Information supplied below:

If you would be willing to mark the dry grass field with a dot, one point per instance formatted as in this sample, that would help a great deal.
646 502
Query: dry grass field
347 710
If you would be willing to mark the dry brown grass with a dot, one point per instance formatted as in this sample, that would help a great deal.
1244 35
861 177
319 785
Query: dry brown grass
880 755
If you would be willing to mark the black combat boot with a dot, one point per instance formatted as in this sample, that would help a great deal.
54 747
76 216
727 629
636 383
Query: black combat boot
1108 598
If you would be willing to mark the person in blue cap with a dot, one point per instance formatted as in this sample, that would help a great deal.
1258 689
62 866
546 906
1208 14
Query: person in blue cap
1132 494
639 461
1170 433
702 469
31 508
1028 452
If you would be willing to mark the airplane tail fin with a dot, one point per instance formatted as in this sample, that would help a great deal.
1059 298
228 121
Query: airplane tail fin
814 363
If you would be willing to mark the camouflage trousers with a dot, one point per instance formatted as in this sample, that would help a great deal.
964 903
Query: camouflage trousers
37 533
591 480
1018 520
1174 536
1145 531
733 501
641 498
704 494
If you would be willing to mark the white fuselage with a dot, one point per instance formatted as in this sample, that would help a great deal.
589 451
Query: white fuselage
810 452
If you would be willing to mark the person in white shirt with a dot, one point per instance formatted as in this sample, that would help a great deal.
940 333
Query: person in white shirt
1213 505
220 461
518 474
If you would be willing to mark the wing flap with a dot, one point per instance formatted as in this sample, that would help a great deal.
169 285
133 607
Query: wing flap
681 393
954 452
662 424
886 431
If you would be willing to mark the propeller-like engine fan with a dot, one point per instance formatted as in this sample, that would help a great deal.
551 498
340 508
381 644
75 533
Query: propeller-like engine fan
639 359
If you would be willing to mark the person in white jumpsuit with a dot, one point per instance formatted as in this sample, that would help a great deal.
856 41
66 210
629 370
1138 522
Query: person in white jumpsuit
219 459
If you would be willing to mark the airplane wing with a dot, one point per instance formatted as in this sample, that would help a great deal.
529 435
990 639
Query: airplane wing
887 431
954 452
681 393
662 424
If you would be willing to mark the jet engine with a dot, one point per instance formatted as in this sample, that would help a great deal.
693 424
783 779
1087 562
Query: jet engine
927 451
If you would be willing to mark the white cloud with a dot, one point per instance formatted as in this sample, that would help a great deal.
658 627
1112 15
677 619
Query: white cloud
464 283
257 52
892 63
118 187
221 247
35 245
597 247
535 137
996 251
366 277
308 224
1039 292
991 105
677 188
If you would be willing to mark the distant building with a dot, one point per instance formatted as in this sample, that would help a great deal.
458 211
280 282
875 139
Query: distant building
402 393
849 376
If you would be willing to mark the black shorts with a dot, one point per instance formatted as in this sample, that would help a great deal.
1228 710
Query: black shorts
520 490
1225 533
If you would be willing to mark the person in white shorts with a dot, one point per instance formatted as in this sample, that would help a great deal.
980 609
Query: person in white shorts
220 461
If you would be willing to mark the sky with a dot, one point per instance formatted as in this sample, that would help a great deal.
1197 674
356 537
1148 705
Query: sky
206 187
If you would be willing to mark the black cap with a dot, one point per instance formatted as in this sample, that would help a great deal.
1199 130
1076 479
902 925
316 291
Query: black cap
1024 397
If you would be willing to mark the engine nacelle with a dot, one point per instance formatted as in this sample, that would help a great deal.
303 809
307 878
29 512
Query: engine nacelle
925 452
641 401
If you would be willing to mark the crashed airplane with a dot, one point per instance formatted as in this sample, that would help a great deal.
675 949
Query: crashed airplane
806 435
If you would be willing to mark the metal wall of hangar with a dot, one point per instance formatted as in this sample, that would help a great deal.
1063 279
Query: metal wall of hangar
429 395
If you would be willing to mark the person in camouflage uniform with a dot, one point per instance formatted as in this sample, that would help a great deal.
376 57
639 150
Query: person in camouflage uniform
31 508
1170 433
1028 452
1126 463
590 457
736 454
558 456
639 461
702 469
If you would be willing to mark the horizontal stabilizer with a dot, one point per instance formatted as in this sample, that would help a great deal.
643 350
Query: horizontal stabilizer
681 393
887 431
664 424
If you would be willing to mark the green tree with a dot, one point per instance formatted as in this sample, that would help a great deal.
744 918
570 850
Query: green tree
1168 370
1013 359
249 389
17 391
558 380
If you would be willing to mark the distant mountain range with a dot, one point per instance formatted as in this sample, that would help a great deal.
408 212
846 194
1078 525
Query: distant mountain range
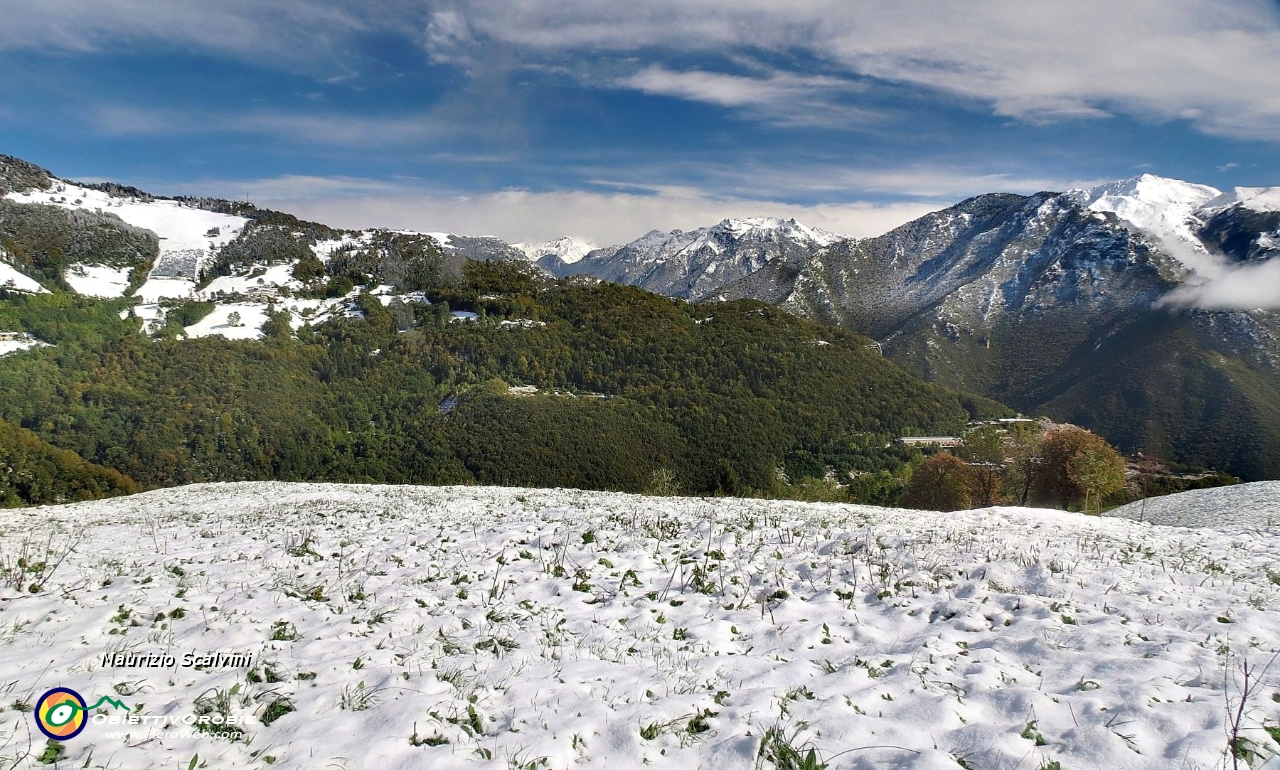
1089 306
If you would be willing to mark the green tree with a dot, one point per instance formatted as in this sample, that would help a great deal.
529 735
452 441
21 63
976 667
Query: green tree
1098 470
1023 455
1074 466
940 484
984 450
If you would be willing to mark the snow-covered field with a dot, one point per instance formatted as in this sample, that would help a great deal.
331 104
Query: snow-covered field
182 229
1244 505
12 279
97 280
416 627
13 345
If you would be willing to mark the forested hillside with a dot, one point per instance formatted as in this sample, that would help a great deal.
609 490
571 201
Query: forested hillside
631 386
35 473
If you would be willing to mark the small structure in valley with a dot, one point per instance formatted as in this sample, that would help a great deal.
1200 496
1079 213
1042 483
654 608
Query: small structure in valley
944 441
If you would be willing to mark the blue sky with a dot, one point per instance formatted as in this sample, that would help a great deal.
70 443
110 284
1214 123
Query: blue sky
530 119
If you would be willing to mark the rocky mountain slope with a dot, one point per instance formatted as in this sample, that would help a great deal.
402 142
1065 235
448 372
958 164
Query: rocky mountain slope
1052 303
1080 305
696 264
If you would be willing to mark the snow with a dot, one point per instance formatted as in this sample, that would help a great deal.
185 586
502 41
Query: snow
1258 198
1240 507
12 279
13 345
568 250
464 627
1156 205
97 280
181 228
218 322
155 289
255 276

End of Information supplied.

* [Aim of the task] Return the data exactly. Do not carry over any images.

* [Result for this exercise]
If you would be willing to mark the dry grass field with a dot, one point per instance formatted as in this sample, that would help a great deal.
646 502
Query: dry grass field
347 710
If you would be willing to mark the dry brown grass with a dot, one point per instance formatted as in this sample, that would help a great deal.
1244 35
861 177
319 785
Query: dry brown grass
880 755
If you would be willing to mark the black combat boot with a dot, one point per instance formatted as in this sample, that would help a great deal.
54 747
76 216
727 629
636 383
Query: black combat boot
1108 598
If you would be willing to mark the person in blue cap with a dot, one point per instance formatted as in this sample, that would help a great deal.
1258 689
62 866
546 906
1208 14
Query: person in blue cap
1132 494
639 461
1170 433
702 469
31 508
1028 452
If you would be willing to mark the airplane tail fin with a dot, one point per instance formatted as in this sample, that would help a great deal.
1059 298
228 121
Query: airplane tail fin
814 363
If you would be willing to mark the camouflage trousers with a dot, one point per instance formatted as in this sample, that would help a great deal.
964 903
Query: camouflage trousers
37 533
591 480
1018 520
1174 536
1145 531
733 501
641 498
704 494
If you would be willing to mark the white fuselage with a dot, one point per instance formatted as in this sample, that would help a great deal.
589 451
Query: white fuselage
810 452
If you would be willing to mark the person in white shirt with a dot, one point per instance formatted as in this sample, that would help a great deal.
940 333
Query: person in white shirt
1213 505
220 461
518 474
If you would be willing to mark the wing flap with a dot, one point per instance formatted as in this sample, that would help a great deal.
169 285
133 607
Query: wing flap
681 393
954 452
662 424
886 431
If you would be willing to mark the propeller-like engine fan with a dot, one point per instance formatted as in this sample, that would help a great deal.
551 498
340 508
381 644
75 533
Query: propeller-like engine fan
639 359
If you would be willing to mark the person in white jumpsuit with a dot, one point per instance formatted as in this sample, that would help a great deal.
856 41
66 210
629 370
1138 522
Query: person in white jumpsuit
219 459
If you would be willing to mark the airplane wing with a dot, one point per instance formatted as in this sample, that would help a great deal.
529 435
990 639
Query: airplane wing
887 431
954 452
681 393
662 424
If you would be willing to mark the jet engine with a dot, one point per instance formatted as in this sample, that would help a great deal.
693 424
783 779
1087 562
Query: jet engine
927 451
If you would be willing to mark the white cloud with a dot, one point per instance formatted as in this sample, that would help a great deal.
658 627
1112 15
677 619
Query: white cloud
464 283
257 52
892 63
118 187
221 247
35 245
597 247
535 137
996 251
366 277
308 224
1039 292
991 105
677 188
If you would be willing to mark the distant building with a dot, one point per instance formatted as in this sample, that would help a great deal.
458 211
280 282
875 139
Query: distant building
402 393
849 376
If you would be willing to mark the black shorts with a dot, one point per instance formatted as in this sample, that would help a great deal.
1228 710
Query: black shorts
520 490
1225 533
If you would be willing to mark the person in white shorts with a dot, one point per instance formatted as in this sample, that would help a great deal.
980 609
Query: person in white shorts
220 461
If you would be willing to mark the sky with a dot, one point per instance formatted as in this sample, that would help a great deal.
1197 674
356 537
1148 705
Query: sky
206 187
If you would be willing to mark the black cap with a dot, one point per instance formatted as in this sample, that would help a great deal.
1199 130
1076 479
902 925
316 291
Query: black cap
1024 397
If you would be willing to mark the engine nacelle with a dot, one point per instance formatted as in this sample, that would help a great deal.
303 809
307 878
29 512
Query: engine nacelle
925 452
641 401
If you would be willing to mark the crashed airplane with a dot, one point per instance formatted as in this sample, that would help a great deal.
675 949
Query: crashed airplane
806 435
If you would be willing to mark the metal wall of hangar with a dot, one point per instance formatted as in this sample, that would help a great deal.
1063 279
Query: metal wall of hangar
429 395
If you would be willing to mark the person in camouflage uniform with a dot, one point per instance formatted as in this sample, that would help a great deal.
376 57
639 150
Query: person in camouflage uniform
31 508
1170 433
1028 452
1126 463
590 457
736 454
558 456
639 461
702 469
If you would be willing to mark the horizontal stabilizer with a dot, one point per instance formatted as in this sample, that would help a great deal.
643 350
Query: horizontal stabilizer
681 393
887 431
664 424
If you would be willing to mark the green tree with a dot, one point per instance formatted as in this sample, that would help a great deal.
744 918
570 850
Query: green tree
1168 370
1013 359
249 389
17 391
558 380
If you would be willing to mark the distant mountain range with a dot, one point per instance formatted as in this sample, that would help a great deal.
408 212
846 194
1078 525
Query: distant mountain range
1089 306
If you would be willing to mark the green tree with a dot, one point per instance formatted as in this sample, that would help a great deal.
529 735
452 441
21 63
976 667
Query: green tree
1098 470
1023 455
1074 466
940 484
984 450
If you would be willing to mark the snow-covered field with a dot, one point per instance formatted as in this sample, that would help a great deal.
331 104
Query: snow-covered field
182 229
1244 505
12 279
97 280
416 627
13 345
If you would be willing to mark the forested hillside with a dot, one point per instance formatted as in this sample, that would help a great deal.
609 490
571 201
Query: forested hillside
631 386
35 473
If you would be willing to mark the small structure in valley with a dot, one point per instance formatted as in this sample, that would help a great deal.
1200 496
1079 213
1042 483
654 608
Query: small structure in valley
944 441
If you would be willing to mark the blue sky with a dot, one point per instance formatted as in this sample, that would help a great deal.
70 443
110 284
1214 123
Query: blue sky
530 119
If you would be willing to mark the rocky mountain slope with a dot, one point per instance formatted as in this sample, that would help a great deal.
402 142
1065 235
448 372
958 164
Query: rocky mountain slope
1052 303
1080 305
696 264
If you would be willing to mark the snow with a dot, one point per instance formatted as in this sample, that would help a great deal.
185 586
502 41
Query: snow
1258 198
1240 507
12 279
13 345
568 250
464 627
1156 205
97 280
181 228
218 322
155 289
255 276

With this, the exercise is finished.